**Request A**. In the news article below about the Satanic Verses anniversary, what role does Ishtiaq Ahmed hold?

**Excerpt provided**.
** Start **

THIRTY years on from the Satanic Verses book burning in Bradford, a community leader has said he couldn't see a similar protest erupting today.

The BBC are screening a programme tonight about the furore which was caused by the publication of Salman Rushdie's novel in 1988.

And they are also running a podcast series to mark the anniversary called Fatwa about the consequences of the book which created a divide between those who considered it blasphemous and called for it to be banned, and those defending it as an expression of freedom of speech.

Protests, which began in the north of England, soon spread across the UK and to the rest of the Islamic world, culminating in February 1989 with Iran's Ayatollah Khomeini issuing a fatwa - a death sentence on the writer.

But Ishtiaq Ahmed, business officer for the Bradford Council of Mosques, said that society had moved on.

He said: "We did what we needed to do to have our concerns registered in the public domain.

"The Muslim community has evolved in terms of political participation and is more integrated in British society which is hopefully more sensitive to Muslims and, particularly in writing about Muslims, more understanding.

"In terms of our struggle for equality and values recognised, it is an iconic milestone. In terms of a wider society, it is an important event in Bradford.

"Bradford is a place we feel positive about. I have five children and eight grandchildren, Bradford is our home and in our blood.

** End **

**Data shown**.
** Start **

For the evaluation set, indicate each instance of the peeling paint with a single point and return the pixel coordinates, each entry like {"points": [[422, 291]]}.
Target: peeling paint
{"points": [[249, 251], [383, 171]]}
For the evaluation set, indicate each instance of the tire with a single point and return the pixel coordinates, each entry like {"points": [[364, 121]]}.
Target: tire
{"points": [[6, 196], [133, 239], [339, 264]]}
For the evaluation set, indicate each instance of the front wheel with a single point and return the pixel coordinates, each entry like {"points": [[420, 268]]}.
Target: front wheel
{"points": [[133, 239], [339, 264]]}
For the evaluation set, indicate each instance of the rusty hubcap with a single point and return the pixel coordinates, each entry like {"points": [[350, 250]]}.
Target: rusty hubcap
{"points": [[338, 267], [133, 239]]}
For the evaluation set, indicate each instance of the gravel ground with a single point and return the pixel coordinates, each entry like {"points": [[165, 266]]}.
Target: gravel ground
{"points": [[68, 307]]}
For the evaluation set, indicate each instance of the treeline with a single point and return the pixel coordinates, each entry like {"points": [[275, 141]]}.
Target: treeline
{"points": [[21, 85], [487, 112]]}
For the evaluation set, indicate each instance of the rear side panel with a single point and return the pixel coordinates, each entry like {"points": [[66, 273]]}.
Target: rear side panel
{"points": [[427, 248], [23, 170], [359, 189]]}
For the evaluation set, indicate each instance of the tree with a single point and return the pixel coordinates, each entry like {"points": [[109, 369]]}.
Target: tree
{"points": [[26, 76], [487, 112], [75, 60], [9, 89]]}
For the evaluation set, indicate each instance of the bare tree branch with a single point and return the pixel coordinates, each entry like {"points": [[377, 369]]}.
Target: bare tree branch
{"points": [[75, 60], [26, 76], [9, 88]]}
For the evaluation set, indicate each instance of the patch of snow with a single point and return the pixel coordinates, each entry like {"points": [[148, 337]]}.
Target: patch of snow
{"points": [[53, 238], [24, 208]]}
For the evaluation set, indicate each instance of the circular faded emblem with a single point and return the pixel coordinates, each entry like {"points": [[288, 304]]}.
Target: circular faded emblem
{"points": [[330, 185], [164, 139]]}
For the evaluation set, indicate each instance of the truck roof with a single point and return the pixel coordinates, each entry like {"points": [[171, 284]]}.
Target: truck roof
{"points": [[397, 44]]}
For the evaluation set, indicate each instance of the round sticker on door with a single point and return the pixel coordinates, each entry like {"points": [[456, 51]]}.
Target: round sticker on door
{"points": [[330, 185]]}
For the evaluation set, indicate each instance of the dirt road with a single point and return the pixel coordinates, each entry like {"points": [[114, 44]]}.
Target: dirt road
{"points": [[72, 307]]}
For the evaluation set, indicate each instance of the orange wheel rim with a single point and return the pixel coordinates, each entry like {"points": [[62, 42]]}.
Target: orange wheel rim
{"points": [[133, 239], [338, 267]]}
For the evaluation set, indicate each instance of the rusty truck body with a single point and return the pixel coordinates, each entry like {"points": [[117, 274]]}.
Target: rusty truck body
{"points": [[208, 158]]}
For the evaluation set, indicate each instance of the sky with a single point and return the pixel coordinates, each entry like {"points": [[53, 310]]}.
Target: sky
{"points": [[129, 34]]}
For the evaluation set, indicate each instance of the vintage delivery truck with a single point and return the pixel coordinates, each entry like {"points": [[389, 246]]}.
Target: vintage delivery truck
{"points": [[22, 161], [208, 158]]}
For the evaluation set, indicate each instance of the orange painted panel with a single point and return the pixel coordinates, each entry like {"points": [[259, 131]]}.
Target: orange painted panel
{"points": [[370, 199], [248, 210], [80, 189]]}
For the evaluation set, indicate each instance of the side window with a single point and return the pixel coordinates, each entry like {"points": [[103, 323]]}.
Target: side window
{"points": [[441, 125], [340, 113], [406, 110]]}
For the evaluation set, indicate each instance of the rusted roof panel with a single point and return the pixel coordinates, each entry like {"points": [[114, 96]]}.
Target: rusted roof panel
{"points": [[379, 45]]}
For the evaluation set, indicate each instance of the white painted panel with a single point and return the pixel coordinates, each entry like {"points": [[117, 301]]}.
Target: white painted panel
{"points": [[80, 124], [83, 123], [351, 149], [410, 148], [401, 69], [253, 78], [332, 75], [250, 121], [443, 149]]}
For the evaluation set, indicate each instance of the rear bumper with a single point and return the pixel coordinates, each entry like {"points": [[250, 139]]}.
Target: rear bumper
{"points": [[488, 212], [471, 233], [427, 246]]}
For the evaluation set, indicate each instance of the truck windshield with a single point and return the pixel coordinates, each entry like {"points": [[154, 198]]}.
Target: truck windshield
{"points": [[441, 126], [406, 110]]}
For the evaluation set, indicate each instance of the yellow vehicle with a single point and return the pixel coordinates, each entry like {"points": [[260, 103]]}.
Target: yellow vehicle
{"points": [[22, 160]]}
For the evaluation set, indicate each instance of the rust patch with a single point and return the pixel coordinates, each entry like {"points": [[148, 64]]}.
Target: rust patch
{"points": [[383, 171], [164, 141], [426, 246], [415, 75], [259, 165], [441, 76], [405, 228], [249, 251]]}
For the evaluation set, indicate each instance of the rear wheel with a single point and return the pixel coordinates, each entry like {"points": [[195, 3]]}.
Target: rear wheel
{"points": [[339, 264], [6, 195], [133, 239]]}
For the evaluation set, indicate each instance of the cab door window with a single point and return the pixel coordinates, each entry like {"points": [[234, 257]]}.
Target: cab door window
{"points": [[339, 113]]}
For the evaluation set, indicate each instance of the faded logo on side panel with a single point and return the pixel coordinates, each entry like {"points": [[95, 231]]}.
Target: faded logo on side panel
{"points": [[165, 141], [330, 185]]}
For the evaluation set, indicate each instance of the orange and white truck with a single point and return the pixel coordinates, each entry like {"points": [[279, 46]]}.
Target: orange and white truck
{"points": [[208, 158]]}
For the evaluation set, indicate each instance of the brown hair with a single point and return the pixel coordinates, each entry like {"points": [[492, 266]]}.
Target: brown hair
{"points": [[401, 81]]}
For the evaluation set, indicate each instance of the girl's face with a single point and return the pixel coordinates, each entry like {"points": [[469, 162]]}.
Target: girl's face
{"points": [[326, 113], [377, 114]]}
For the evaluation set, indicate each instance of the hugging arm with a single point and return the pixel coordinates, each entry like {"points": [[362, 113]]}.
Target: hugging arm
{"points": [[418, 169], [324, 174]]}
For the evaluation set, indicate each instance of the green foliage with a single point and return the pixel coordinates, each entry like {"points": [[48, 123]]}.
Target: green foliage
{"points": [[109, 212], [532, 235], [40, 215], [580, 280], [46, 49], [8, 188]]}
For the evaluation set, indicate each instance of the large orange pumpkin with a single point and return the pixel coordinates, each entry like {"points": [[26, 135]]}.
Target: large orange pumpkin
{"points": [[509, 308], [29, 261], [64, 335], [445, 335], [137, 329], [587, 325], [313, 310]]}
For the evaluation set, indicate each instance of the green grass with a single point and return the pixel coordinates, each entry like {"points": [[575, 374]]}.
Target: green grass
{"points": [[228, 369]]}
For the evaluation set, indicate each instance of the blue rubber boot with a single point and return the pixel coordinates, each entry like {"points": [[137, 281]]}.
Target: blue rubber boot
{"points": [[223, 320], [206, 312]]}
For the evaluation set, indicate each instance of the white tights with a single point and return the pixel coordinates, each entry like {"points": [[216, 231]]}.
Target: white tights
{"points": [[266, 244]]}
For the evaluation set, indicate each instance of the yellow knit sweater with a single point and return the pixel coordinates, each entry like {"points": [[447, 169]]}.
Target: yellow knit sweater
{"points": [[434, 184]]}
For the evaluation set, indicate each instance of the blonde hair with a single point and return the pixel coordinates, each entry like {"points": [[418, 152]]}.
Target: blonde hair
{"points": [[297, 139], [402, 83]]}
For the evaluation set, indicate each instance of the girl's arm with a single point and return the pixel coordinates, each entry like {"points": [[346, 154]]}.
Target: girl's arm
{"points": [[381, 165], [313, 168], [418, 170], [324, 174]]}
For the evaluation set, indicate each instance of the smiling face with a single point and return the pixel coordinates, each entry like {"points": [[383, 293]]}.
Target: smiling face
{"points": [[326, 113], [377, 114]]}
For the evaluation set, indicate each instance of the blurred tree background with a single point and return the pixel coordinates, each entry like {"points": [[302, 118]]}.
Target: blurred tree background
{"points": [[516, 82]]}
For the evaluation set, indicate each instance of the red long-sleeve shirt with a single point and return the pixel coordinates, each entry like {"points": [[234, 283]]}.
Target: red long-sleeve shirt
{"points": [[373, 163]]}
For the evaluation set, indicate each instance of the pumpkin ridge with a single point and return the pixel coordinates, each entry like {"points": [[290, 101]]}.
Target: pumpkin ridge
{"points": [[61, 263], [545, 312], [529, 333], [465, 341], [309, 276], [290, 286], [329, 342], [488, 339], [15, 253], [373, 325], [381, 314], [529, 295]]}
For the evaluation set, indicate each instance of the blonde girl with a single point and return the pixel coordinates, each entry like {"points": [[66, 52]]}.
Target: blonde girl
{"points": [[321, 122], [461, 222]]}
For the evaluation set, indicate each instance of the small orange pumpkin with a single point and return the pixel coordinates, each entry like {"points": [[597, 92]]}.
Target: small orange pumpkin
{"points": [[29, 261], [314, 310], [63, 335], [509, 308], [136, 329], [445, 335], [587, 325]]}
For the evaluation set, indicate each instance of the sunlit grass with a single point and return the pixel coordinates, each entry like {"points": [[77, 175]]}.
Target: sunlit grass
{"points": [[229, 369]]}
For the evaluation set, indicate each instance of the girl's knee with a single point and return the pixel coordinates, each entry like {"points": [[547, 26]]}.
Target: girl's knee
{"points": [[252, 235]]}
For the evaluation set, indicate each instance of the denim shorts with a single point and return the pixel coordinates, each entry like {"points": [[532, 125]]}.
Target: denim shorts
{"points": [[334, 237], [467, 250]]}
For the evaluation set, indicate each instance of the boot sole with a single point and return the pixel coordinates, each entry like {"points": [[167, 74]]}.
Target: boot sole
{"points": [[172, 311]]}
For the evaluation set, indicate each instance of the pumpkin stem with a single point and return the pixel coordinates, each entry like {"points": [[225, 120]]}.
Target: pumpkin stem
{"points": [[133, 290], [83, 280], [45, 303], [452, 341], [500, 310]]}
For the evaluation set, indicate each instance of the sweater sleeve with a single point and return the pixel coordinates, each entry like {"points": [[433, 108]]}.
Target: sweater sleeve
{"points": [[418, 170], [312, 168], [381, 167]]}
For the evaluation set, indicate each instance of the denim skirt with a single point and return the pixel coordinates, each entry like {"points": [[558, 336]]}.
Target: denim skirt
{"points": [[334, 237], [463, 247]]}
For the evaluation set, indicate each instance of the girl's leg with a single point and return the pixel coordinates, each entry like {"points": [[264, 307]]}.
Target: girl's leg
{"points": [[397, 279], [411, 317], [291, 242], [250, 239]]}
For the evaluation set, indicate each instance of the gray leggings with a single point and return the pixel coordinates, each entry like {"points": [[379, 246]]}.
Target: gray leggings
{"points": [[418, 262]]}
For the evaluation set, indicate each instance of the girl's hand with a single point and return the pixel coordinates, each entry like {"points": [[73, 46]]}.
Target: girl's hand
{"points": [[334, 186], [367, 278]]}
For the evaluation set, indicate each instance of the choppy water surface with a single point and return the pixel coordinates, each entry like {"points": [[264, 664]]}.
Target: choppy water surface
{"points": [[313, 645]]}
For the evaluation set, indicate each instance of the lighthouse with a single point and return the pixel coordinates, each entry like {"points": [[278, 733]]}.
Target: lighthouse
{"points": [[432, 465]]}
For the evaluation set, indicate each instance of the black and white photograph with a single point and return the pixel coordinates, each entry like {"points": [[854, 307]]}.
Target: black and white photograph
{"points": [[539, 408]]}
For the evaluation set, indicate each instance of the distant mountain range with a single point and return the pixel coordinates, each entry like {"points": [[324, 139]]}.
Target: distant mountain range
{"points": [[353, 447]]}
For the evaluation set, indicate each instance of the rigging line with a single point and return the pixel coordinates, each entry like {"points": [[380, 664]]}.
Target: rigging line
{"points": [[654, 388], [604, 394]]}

** End **

**Request B**. Pick out each line of the listing above that contains the word "sunlit".

**Reply A**. He is business officer for the Bradford Council of Mosques.

**Reply B**.
For the evaluation set, indicate each instance of the sunlit grass with a single point and return the pixel coordinates, each entry like {"points": [[77, 175]]}.
Target: sunlit grass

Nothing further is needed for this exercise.